▶ _EXERCISE DIRECTIONS_
Arrange each line of the records below as a Markdown table with two columns, Row and Record line, numbering the rows in order and skipping blank lines.

▶ _MATERIAL FOR THIS EXERCISE_
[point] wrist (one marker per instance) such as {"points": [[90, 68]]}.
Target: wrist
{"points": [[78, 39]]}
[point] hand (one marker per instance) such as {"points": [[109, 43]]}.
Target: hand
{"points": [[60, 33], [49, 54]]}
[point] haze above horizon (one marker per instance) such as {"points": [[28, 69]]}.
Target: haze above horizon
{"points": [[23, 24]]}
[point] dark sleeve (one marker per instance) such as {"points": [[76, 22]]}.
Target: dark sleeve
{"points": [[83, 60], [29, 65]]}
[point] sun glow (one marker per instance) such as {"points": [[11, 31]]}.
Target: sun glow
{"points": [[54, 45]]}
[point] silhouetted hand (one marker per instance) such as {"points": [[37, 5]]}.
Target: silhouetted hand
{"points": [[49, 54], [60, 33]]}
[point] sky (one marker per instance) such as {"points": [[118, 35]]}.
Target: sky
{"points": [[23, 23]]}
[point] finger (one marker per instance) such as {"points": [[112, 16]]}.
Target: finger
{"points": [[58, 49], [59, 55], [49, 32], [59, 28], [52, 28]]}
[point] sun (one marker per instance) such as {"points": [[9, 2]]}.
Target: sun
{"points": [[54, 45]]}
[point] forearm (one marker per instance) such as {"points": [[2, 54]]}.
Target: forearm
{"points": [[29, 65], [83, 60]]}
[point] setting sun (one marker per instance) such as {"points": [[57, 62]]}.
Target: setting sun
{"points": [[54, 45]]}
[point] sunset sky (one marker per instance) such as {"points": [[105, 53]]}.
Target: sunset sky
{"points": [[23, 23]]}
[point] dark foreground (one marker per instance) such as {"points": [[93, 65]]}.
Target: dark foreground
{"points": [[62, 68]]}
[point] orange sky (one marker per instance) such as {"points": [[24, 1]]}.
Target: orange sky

▶ _RESULT OF THE TASK_
| Row | Record line |
|---|---|
| 1 | [point] wrist (one marker per instance) such as {"points": [[90, 68]]}. |
| 2 | Target: wrist |
| 3 | {"points": [[78, 39]]} |
| 4 | [point] hand (one marker per instance) such as {"points": [[109, 43]]}. |
| 5 | Target: hand |
| 6 | {"points": [[60, 33], [49, 54]]} |
| 7 | [point] haze above horizon (one marker per instance) such as {"points": [[28, 69]]}. |
| 8 | Target: haze above horizon |
| 9 | {"points": [[23, 24]]} |
| 10 | [point] dark sleeve (one marker per instance) such as {"points": [[76, 22]]}. |
| 11 | Target: dark sleeve |
| 12 | {"points": [[83, 60], [29, 65]]} |
| 13 | [point] sun glow (one marker per instance) such as {"points": [[11, 31]]}. |
| 14 | Target: sun glow |
| 15 | {"points": [[54, 45]]} |
| 16 | [point] silhouetted hand (one marker per instance) such as {"points": [[37, 5]]}. |
| 17 | Target: silhouetted hand |
| 18 | {"points": [[49, 54], [60, 33]]} |
| 19 | [point] sky (one marker per instance) such as {"points": [[118, 35]]}. |
| 20 | Target: sky |
| 21 | {"points": [[23, 23]]} |
| 22 | [point] finger (one marker per instance) such as {"points": [[112, 16]]}. |
| 23 | Target: finger |
| 24 | {"points": [[58, 49], [59, 55], [49, 32], [59, 28], [52, 28]]} |
| 25 | [point] sun (one marker per instance) such as {"points": [[9, 2]]}. |
| 26 | Target: sun |
| 27 | {"points": [[54, 45]]} |
| 28 | [point] forearm (one marker per instance) such as {"points": [[2, 54]]}. |
| 29 | Target: forearm |
| 30 | {"points": [[29, 65], [83, 60]]} |
| 31 | [point] setting sun (one marker per instance) such as {"points": [[57, 62]]}. |
| 32 | Target: setting sun |
| 33 | {"points": [[54, 45]]} |
| 34 | [point] sunset sky (one marker per instance) such as {"points": [[105, 53]]}. |
| 35 | Target: sunset sky |
| 36 | {"points": [[23, 23]]} |
| 37 | [point] dark foreground (one marker per instance) such as {"points": [[93, 65]]}. |
| 38 | Target: dark foreground |
| 39 | {"points": [[62, 68]]} |
| 40 | [point] orange sky (one marker per instance) such as {"points": [[24, 1]]}. |
| 41 | Target: orange sky |